Çok sayıda meslektaşım yorumlarıyla katkıda bulununca oldukça yaygın olduğunu anladığım bu konuyu buraya da taşımaya karar verdim. Bir düzenlemeyi temel Türk dil bilgisi kurallarından, cümlede virgülün varlığı, yokluğu ya da cümle içindeki yerinden hareketle yorumlama tartışmasını 30 sene önce de yaptığımızı hatırladım.
Güncel virgül vakası: Olmayan-sanal virgül
Vergiye uyumlu mükelleflere vergi indirimi başlığı ile Gelir Vergisi Kanunu’nun Mükerrer 121.maddesinde düzenlenen (%5’lik)indirimden yararlanabilmenin ilk şartı, kanunda belirtilen beyannamelerin kanuni süresinde verilmiş olmasıdır.
Bahse konu maddenin 1.fıkrasının 1 numaralı bendindeki parantez içi “(Kanuni süresinde verilen bir beyannameye ilişkin olarak kanuni süresinden sonra düzeltme amacıyla veya pişmanlıkla verilen beyannameler bu şartın ihlali sayılmaz.)” şeklindeki hükmünü, Mali İdare, "Ancak öncesinde bir beyan verilmiş, sonrasında pişmanlıkla ek beyanda bulunulursa bu imkandan yararlanılır.” şeklinde anlıyor ve öncesinde beyannamenin verilmediği, sadece pişmanlık beyannamesinin olduğu durumların şartları sağlamadığı düşüncesi ile yıllık beyan sisteminde %5 indirimi engelleyen blokaj koyuyor.
Ben bu yorumun doğru olmadığını düşünüyorum. Bu nedenle iyi mükellef indiriminiz engelleniyorsa ihtirazi kayıtla beyanda bulunun, konuyu yargıya taşıyın tavsiyesinde bulunuyorum.
Bu yorumun yanlışlığının temel noktası, parantez içinde bir virgülün olmaması ve fakat Mali İdarece sanki parantez içindeki cümlede, “sonra” kelimesini takip eden, gizli bir “virgül” varmış gibi okunması ve anlamlandırılmasıdır.

Bir veri kümesinden satırlar:
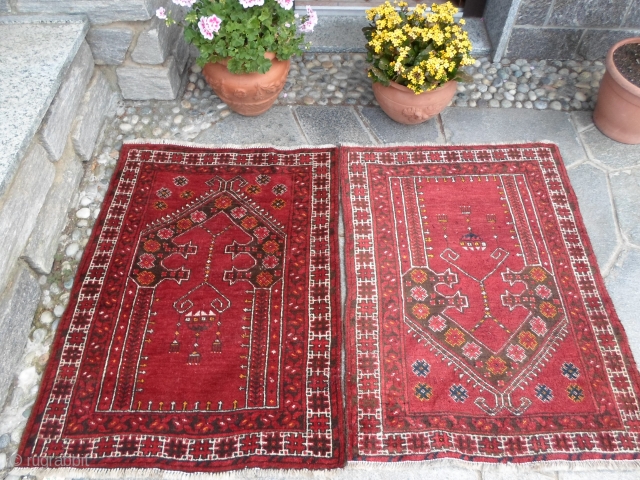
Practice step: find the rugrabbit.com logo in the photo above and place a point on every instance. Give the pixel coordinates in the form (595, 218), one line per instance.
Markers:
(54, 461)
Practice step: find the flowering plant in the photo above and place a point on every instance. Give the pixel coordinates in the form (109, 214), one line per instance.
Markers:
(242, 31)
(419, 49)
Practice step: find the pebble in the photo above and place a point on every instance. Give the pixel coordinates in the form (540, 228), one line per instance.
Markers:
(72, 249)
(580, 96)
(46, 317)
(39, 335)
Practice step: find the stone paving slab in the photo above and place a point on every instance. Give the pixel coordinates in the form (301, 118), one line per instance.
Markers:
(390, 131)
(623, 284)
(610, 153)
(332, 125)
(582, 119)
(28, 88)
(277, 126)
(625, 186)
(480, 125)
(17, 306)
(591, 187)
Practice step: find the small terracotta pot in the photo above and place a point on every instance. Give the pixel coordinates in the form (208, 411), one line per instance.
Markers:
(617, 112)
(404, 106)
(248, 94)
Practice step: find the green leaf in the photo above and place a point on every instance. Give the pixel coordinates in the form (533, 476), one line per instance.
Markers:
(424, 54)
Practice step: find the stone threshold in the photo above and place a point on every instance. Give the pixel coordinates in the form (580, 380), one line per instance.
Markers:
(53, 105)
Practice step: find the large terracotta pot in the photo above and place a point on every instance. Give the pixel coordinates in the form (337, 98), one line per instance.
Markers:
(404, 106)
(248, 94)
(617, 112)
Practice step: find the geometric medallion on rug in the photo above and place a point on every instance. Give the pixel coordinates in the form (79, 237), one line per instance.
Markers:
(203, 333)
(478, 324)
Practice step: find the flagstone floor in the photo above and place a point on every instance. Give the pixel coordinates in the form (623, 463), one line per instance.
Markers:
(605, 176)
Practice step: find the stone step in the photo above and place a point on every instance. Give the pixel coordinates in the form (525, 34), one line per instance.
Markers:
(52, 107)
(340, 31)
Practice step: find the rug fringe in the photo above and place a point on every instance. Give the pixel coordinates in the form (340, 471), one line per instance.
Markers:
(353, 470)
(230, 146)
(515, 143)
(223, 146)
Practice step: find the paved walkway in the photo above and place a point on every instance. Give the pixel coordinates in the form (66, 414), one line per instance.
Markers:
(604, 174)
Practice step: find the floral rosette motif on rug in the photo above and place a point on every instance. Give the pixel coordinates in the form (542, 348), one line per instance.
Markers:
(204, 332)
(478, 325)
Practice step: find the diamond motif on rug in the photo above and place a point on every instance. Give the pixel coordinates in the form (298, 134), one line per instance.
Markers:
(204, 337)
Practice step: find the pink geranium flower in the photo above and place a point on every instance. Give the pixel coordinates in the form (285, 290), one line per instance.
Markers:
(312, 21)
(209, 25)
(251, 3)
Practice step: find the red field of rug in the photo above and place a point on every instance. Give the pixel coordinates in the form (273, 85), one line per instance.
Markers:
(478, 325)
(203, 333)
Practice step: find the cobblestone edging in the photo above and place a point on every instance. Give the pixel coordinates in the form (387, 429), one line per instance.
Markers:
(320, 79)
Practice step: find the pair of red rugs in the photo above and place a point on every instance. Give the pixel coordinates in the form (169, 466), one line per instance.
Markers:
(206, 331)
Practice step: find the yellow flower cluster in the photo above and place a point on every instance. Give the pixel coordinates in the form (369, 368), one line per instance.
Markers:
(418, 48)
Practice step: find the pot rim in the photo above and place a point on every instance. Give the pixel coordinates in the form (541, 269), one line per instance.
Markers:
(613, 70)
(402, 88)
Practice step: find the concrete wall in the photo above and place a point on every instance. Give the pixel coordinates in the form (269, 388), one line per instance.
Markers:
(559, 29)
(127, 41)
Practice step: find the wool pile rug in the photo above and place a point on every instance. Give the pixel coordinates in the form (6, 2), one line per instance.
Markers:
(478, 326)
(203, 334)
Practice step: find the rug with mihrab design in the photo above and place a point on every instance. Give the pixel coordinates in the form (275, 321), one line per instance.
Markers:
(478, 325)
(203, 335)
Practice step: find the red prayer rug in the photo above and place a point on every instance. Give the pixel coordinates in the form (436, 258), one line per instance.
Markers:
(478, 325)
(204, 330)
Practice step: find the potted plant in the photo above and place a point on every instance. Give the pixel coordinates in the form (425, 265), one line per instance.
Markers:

Belirtilen amaç A: Sayfa alıntısına göre, uyumlu mükelleflere tanınan vergi indiriminden yararlanabilmenin ilk şartı nedir?
Belirtilen amaç B: Kayıtlarda "Practice step: find the red prayer" geçen satırdan kayıtların sonuna kadar olan satırları, iki uç da dahil olmak üzere, "Markers" yerine "Points" koyarak yeniden yazın. Diğer her şeyi değiştirmeden bırakın.

Yazılı yanıt A: Kanunda belirtilen beyannamelerin kanuni süresinde verilmiş olmasıdır.

Yazılı yanıt B:
Practice step: find the red prayer rug in the photo above and place a point on every instance. Give the pixel coordinates in the form (436, 258), one line per instance.
Points:
(478, 325)
(204, 330)
Practice step: find the potted plant in the photo above and place a point on every instance. Give the pixel coordinates in the form (425, 265), one line per instance.
Points:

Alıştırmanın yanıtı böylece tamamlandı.